» EXERCISE AIM:
From the listing below, copy only the lines running from the line that contains "box: [60, 182, 62, 193]" to the line that contains "negative clicks: (86, 80) (93, 89)", both included.
====== DATA IN THIS EXERCISE
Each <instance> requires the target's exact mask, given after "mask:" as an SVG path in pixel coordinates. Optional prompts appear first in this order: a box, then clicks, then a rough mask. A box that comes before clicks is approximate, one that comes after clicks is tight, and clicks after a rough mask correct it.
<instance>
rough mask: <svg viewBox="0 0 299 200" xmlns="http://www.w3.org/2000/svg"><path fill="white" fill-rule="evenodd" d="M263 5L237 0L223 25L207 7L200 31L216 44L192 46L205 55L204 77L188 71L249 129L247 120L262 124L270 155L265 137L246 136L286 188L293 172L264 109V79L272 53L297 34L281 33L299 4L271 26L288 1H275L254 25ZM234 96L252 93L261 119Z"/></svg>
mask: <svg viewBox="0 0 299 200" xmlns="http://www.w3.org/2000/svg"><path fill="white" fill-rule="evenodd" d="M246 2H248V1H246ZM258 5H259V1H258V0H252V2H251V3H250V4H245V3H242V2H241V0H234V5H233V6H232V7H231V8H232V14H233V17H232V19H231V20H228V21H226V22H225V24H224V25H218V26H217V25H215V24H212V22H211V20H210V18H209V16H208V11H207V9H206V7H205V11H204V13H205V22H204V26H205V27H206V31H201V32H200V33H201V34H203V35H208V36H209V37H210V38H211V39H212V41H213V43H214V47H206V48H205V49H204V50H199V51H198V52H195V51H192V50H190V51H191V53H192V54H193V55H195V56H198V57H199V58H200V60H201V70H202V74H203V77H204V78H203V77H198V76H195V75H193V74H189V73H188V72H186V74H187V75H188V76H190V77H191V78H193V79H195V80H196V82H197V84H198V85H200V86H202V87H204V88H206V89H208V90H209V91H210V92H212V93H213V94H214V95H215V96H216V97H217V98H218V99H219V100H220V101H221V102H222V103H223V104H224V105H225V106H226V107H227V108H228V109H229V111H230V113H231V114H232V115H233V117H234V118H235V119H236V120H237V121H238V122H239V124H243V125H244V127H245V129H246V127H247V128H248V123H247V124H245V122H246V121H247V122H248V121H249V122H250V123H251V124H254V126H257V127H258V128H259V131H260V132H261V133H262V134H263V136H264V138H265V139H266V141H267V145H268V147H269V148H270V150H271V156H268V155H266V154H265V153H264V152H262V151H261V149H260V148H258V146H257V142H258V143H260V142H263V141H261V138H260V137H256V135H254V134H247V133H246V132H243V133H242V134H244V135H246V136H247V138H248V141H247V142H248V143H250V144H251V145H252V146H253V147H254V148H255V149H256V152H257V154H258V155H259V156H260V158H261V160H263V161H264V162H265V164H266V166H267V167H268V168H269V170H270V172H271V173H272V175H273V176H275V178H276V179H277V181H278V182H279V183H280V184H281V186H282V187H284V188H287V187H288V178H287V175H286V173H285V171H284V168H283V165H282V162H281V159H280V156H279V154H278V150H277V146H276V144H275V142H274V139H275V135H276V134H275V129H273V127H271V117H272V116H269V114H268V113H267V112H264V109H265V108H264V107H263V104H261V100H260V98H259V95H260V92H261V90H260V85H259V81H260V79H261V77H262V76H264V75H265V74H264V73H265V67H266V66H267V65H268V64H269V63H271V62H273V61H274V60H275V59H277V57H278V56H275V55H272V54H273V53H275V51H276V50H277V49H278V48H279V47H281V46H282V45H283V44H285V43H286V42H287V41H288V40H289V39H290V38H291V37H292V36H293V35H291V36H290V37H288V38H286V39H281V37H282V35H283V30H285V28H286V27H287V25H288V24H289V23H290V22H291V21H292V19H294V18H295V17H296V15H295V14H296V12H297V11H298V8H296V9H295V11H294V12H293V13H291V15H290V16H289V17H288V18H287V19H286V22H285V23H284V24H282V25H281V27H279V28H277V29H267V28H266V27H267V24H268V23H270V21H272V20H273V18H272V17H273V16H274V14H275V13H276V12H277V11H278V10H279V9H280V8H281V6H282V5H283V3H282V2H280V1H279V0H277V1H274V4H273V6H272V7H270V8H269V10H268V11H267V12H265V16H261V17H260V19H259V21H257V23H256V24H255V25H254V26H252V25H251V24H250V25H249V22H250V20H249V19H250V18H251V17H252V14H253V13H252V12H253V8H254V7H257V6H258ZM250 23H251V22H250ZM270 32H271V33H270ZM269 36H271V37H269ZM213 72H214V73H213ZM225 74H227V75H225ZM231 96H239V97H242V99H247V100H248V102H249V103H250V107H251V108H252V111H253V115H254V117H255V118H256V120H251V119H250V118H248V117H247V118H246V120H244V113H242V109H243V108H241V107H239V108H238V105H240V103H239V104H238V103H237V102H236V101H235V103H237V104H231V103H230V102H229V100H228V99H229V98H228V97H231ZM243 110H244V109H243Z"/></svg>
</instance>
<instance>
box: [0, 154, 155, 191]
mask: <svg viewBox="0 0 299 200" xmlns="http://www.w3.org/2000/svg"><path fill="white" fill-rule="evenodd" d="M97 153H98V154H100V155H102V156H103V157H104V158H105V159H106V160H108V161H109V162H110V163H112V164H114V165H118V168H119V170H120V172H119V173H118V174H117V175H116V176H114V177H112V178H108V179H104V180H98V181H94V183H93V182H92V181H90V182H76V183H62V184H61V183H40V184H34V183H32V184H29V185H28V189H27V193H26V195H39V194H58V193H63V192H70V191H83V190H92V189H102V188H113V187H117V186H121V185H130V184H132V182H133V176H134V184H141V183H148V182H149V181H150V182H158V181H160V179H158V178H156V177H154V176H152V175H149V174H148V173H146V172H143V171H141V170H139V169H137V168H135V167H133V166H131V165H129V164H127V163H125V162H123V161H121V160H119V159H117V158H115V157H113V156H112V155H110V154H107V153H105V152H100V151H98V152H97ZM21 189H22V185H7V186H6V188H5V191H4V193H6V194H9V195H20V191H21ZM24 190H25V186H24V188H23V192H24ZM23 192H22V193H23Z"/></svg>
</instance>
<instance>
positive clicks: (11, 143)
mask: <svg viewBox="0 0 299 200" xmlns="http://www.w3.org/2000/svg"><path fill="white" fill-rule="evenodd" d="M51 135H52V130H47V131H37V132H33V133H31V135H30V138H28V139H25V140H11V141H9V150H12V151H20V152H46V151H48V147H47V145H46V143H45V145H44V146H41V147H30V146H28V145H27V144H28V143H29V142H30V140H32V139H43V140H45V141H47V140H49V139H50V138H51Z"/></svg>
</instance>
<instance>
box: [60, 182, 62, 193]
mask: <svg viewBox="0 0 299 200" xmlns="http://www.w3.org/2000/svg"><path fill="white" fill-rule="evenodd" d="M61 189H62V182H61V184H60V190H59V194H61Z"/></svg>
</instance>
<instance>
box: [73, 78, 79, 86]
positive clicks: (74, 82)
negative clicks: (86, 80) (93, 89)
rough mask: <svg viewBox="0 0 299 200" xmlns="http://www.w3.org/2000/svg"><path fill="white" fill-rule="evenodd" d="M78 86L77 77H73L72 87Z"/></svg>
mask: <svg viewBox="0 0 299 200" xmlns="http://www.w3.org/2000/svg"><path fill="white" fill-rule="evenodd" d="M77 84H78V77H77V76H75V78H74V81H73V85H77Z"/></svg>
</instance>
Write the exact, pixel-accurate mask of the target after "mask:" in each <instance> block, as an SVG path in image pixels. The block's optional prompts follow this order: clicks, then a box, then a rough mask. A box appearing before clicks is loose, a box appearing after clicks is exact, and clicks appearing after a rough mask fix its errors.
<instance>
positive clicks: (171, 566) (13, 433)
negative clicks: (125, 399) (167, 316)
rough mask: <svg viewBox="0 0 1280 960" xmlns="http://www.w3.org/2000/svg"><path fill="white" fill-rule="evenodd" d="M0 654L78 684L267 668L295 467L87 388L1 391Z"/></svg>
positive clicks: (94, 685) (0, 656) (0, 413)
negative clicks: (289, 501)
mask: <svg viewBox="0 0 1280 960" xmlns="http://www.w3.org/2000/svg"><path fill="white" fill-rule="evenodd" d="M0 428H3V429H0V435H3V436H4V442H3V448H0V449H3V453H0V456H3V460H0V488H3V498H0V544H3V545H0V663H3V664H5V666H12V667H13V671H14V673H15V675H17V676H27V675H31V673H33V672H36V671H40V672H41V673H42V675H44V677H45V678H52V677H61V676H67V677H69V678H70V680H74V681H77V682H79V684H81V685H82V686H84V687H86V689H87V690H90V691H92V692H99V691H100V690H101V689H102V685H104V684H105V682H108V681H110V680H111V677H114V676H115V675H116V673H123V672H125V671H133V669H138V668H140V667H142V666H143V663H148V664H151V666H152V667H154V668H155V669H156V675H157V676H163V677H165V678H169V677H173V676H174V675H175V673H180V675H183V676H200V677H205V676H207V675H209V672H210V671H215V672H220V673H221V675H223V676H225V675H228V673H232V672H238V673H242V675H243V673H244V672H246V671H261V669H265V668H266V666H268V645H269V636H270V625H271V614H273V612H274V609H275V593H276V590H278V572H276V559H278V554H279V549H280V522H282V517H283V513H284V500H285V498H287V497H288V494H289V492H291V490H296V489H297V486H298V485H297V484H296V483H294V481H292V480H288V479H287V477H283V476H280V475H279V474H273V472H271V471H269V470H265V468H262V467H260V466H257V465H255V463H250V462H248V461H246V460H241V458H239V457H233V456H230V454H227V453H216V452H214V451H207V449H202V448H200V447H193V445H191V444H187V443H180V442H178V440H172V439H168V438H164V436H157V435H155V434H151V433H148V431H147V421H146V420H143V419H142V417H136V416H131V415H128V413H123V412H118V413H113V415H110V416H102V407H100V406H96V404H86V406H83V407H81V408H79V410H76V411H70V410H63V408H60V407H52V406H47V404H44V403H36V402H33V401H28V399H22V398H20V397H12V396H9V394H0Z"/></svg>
============
» RESPONSE BELOW:
box: [60, 182, 62, 193]
mask: <svg viewBox="0 0 299 200" xmlns="http://www.w3.org/2000/svg"><path fill="white" fill-rule="evenodd" d="M61 189H62V182H61V184H60V190H59V194H61Z"/></svg>
</instance>
<instance>
box: [73, 78, 79, 86]
positive clicks: (74, 82)
negative clicks: (86, 80) (93, 89)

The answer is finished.